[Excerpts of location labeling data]
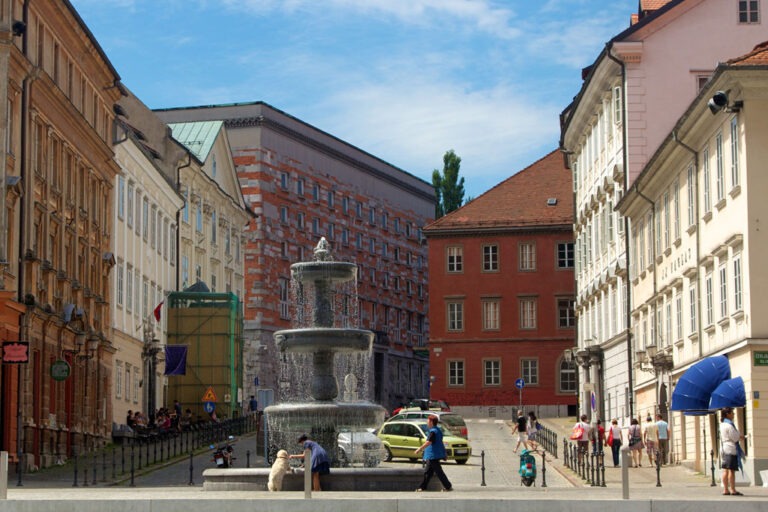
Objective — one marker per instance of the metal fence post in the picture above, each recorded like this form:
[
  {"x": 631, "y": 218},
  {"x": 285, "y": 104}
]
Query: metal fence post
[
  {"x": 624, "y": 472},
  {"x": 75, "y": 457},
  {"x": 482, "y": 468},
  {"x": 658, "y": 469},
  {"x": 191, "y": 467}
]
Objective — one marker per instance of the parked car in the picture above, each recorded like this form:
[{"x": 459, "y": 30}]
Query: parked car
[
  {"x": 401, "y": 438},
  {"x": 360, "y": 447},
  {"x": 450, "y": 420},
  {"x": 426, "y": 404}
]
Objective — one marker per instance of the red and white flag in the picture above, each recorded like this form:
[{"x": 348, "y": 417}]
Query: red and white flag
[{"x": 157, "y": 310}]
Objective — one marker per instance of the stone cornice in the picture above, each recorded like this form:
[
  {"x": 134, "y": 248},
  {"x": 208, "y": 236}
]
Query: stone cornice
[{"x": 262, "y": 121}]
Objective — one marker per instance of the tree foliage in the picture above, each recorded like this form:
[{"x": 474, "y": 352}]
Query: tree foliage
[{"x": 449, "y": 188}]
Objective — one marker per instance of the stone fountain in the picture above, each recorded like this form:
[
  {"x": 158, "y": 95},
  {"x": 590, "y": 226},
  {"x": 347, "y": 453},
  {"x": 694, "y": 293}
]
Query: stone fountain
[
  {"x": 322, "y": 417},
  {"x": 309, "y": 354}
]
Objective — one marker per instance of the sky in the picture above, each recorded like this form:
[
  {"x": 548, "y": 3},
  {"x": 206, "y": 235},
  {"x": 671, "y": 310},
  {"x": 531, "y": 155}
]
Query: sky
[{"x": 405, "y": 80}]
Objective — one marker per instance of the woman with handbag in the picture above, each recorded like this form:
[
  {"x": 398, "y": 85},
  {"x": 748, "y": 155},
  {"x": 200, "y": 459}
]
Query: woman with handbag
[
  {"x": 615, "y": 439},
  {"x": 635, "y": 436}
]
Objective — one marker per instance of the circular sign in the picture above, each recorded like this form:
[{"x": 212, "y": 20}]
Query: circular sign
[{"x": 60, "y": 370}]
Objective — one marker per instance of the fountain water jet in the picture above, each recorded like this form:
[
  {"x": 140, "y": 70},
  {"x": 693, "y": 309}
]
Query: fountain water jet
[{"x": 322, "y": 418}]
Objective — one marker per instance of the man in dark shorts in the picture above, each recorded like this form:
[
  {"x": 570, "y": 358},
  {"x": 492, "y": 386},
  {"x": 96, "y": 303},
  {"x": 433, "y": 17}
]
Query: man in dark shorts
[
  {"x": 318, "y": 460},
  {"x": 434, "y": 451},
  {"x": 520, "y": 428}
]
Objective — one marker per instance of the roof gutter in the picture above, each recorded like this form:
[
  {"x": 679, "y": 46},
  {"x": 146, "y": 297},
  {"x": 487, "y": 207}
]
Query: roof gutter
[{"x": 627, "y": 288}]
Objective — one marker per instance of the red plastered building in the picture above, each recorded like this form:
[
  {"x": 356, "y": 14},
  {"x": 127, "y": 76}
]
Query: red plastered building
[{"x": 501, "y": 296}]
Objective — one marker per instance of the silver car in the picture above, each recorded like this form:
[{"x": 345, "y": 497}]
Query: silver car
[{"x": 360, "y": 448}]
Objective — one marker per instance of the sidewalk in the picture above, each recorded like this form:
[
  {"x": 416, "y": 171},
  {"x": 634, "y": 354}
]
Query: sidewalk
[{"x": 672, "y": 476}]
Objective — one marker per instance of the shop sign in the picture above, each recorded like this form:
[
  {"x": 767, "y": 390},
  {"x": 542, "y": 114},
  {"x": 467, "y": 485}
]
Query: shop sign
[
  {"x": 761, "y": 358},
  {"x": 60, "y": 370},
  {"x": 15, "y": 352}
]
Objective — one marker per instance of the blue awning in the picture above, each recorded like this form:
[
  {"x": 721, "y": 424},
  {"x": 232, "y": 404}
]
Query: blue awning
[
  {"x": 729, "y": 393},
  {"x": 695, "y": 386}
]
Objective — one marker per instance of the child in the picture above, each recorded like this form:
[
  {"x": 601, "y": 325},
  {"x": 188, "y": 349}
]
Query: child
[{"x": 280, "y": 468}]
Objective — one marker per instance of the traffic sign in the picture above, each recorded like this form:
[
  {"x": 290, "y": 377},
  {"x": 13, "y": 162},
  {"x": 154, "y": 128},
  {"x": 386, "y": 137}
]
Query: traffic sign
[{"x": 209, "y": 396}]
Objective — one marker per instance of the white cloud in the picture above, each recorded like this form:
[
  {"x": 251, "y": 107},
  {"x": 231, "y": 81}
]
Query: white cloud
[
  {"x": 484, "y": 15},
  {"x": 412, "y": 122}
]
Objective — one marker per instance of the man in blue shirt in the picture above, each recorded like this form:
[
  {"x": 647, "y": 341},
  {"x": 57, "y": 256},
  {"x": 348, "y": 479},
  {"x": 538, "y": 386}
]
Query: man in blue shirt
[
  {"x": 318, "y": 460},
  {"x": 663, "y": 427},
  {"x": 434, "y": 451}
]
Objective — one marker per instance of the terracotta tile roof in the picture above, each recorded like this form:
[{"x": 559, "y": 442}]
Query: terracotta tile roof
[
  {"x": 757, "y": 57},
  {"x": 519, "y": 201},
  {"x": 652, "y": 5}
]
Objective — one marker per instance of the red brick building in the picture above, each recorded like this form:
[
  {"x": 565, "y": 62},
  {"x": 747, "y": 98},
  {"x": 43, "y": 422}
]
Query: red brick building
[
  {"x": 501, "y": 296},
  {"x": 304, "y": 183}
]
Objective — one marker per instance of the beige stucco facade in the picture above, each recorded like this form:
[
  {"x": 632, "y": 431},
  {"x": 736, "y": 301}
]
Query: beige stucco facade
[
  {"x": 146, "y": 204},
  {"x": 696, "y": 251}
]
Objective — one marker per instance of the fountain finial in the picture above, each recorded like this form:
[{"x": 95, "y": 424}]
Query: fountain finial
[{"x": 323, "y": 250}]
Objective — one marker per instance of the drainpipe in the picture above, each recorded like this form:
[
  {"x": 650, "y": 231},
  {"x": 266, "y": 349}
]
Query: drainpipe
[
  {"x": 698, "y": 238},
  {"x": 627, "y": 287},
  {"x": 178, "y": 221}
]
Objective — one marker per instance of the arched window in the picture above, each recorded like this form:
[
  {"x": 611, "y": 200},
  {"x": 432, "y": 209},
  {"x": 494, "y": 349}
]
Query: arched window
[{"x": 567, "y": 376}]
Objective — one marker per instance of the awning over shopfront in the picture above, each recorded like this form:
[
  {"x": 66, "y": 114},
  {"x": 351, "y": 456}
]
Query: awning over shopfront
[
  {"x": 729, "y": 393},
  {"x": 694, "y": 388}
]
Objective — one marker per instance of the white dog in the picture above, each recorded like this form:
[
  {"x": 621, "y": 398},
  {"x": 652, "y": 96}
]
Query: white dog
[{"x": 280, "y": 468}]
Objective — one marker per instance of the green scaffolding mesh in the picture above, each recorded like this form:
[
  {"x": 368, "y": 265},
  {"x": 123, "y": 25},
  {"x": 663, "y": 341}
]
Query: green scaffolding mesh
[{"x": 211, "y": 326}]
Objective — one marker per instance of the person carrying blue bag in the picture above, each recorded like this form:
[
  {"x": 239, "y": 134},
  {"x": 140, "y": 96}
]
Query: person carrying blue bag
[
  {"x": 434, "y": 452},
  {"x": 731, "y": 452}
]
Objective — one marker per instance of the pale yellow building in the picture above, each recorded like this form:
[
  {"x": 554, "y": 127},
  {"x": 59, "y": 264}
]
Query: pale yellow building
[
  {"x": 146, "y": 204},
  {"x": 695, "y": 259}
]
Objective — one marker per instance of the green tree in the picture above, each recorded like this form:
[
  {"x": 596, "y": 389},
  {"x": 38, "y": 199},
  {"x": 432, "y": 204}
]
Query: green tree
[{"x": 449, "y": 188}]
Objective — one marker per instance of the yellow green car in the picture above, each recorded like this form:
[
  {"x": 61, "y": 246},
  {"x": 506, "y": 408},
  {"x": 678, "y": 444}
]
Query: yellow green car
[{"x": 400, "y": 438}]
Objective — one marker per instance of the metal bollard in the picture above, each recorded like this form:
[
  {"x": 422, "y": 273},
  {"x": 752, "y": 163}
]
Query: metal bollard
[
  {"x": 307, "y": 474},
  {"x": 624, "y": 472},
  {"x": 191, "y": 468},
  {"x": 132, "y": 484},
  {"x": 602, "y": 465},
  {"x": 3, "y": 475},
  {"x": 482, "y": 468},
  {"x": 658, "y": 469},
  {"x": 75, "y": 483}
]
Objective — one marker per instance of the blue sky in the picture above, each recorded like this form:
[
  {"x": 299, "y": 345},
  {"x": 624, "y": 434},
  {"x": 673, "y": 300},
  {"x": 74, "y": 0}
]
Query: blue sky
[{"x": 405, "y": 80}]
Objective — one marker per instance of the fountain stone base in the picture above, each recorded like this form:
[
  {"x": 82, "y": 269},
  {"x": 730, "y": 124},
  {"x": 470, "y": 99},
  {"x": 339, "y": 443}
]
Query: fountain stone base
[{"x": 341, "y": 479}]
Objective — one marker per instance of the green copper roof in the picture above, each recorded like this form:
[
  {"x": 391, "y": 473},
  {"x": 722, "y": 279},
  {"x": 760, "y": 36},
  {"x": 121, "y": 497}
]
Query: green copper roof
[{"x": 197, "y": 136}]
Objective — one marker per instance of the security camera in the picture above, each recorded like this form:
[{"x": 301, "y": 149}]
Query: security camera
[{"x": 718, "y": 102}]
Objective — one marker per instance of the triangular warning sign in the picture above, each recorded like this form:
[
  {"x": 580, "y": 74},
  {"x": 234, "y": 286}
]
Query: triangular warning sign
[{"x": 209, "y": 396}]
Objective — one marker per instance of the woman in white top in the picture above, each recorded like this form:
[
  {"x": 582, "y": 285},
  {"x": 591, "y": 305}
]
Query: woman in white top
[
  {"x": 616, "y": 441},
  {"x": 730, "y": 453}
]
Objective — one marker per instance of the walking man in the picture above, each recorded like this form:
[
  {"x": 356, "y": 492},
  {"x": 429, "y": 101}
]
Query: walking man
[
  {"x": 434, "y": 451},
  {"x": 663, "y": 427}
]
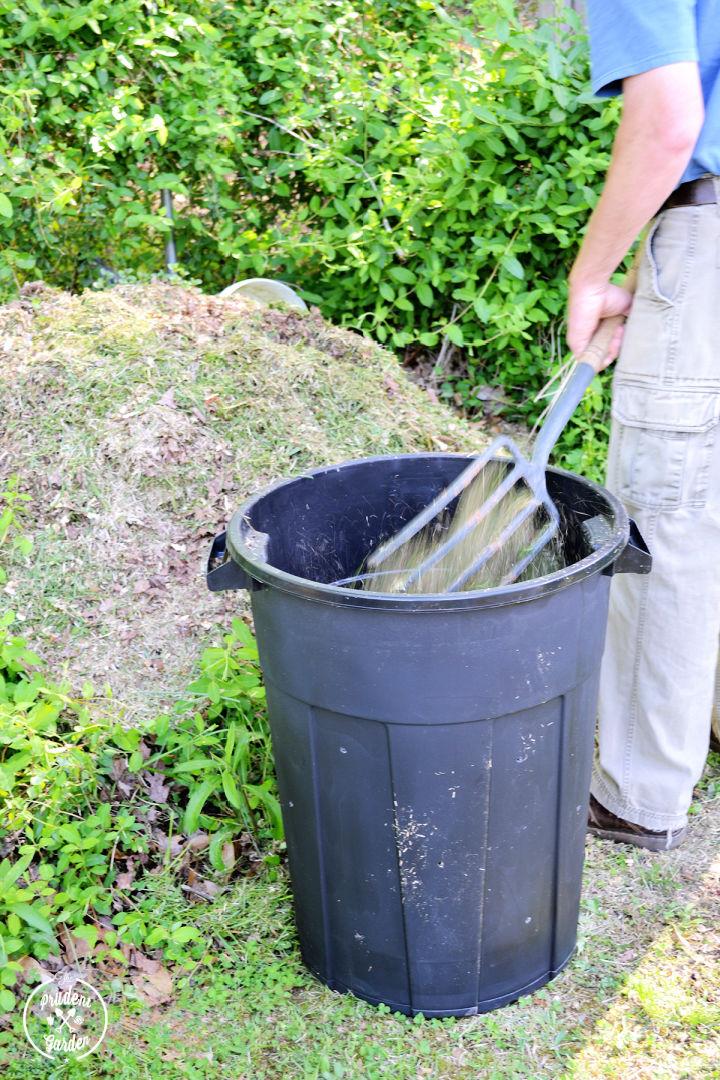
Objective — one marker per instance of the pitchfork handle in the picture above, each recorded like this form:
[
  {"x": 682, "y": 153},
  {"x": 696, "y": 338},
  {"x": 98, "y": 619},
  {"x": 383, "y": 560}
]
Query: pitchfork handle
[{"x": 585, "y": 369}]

==

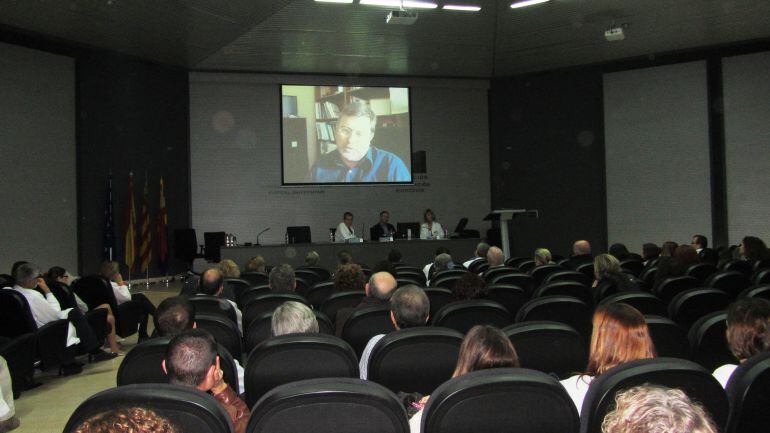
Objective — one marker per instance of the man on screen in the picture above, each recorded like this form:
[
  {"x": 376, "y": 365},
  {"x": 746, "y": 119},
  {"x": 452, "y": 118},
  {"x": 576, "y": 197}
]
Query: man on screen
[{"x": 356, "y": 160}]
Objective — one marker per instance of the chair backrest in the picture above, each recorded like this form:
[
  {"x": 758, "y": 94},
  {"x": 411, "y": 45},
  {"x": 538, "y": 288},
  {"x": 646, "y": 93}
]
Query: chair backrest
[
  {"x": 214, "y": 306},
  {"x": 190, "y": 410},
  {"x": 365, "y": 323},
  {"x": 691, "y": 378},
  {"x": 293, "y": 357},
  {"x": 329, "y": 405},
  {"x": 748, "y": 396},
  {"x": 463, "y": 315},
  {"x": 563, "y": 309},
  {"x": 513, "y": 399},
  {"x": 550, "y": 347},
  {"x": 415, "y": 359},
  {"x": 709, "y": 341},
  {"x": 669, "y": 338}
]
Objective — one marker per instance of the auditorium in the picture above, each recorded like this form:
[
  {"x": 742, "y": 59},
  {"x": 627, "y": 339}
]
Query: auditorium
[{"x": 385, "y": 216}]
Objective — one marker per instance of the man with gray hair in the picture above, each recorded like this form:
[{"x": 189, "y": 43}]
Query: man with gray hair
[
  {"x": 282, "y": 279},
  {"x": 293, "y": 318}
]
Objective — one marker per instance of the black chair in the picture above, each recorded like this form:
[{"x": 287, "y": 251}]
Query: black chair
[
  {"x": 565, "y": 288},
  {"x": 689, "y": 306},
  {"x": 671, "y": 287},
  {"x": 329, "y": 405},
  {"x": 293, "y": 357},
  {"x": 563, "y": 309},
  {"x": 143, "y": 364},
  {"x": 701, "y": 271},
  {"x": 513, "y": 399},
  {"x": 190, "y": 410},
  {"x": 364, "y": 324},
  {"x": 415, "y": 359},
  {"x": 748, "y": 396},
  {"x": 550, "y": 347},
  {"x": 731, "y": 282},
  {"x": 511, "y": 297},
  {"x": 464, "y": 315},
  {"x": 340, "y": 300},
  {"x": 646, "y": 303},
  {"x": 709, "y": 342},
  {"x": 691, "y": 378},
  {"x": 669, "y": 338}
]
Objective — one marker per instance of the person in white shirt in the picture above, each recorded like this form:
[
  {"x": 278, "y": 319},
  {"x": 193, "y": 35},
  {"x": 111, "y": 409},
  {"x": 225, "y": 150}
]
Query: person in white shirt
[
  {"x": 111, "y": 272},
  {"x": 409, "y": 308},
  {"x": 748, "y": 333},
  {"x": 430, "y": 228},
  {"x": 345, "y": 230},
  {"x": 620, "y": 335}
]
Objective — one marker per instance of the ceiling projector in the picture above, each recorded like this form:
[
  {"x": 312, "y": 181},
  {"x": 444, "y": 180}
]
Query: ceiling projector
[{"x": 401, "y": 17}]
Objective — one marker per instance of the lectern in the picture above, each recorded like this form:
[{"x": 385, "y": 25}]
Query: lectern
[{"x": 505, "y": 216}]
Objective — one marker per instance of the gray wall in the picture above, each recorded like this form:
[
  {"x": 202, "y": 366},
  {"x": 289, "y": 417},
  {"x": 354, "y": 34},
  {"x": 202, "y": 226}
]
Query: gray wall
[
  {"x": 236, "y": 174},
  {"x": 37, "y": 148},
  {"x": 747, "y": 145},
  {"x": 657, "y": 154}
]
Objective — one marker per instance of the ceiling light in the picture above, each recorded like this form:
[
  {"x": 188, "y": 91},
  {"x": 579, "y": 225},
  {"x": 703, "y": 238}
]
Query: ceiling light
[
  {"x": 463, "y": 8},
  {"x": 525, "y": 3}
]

==

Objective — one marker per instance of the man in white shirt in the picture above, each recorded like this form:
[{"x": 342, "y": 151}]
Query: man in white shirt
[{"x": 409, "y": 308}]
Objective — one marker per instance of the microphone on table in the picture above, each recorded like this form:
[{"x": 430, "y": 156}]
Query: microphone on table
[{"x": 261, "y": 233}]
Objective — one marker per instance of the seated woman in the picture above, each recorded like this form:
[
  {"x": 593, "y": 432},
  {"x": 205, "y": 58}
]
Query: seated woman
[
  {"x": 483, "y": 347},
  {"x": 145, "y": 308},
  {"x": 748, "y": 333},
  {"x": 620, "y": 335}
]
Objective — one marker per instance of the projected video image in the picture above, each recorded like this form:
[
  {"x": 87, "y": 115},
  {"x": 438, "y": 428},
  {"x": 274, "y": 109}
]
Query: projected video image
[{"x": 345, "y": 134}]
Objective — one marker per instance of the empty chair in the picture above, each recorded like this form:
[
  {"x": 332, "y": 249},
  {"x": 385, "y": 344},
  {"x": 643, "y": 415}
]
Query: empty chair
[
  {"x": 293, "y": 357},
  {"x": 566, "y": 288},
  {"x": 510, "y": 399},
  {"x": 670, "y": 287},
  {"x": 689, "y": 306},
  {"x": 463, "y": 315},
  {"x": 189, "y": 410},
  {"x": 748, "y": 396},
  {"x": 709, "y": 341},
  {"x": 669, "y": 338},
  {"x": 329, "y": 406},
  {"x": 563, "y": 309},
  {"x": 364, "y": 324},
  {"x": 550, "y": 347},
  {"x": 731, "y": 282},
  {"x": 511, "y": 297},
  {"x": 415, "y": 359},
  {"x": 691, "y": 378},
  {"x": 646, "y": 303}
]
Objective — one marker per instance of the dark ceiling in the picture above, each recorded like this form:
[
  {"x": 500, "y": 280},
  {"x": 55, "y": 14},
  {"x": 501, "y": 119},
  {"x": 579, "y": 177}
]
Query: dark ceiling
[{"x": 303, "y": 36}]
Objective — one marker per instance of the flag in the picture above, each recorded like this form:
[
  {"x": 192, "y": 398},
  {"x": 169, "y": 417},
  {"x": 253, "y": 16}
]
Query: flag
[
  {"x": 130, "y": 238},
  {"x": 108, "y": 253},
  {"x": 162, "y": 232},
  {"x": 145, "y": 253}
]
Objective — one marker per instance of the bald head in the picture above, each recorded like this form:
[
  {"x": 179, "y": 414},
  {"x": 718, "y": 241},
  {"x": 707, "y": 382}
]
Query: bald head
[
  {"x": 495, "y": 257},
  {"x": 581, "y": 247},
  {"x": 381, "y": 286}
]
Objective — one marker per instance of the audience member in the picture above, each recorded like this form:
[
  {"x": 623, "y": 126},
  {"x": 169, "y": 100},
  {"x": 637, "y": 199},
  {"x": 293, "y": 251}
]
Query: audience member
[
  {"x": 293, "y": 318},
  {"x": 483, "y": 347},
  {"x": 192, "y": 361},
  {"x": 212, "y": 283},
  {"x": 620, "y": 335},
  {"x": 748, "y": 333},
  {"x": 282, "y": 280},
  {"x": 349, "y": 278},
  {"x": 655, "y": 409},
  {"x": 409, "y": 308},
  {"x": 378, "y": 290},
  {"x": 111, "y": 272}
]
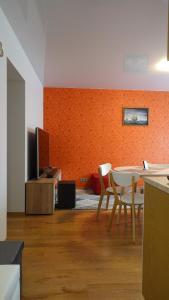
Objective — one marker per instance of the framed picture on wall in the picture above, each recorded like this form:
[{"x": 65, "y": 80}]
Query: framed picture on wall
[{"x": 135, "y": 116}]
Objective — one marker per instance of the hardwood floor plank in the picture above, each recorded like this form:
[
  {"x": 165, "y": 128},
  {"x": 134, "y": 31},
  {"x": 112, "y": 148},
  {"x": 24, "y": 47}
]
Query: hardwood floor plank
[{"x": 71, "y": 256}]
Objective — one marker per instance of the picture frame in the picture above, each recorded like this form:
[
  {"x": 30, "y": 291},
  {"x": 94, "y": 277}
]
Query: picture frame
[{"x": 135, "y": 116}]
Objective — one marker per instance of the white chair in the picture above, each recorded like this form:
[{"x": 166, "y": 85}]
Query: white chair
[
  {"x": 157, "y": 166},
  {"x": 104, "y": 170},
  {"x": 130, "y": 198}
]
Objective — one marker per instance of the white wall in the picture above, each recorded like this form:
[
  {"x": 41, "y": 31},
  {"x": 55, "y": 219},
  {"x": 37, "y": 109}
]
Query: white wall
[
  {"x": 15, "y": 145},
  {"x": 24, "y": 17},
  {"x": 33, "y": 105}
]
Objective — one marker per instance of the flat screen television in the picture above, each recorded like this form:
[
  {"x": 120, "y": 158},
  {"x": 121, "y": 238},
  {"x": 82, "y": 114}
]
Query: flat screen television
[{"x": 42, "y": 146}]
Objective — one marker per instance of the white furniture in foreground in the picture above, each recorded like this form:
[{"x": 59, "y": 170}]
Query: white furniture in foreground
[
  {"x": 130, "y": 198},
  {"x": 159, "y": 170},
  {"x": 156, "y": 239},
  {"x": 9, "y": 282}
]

◆ TASK DETAILS
How many lines in the listing above contain the word "carrying"? Give only the number.

◆ OUTPUT BELOW
2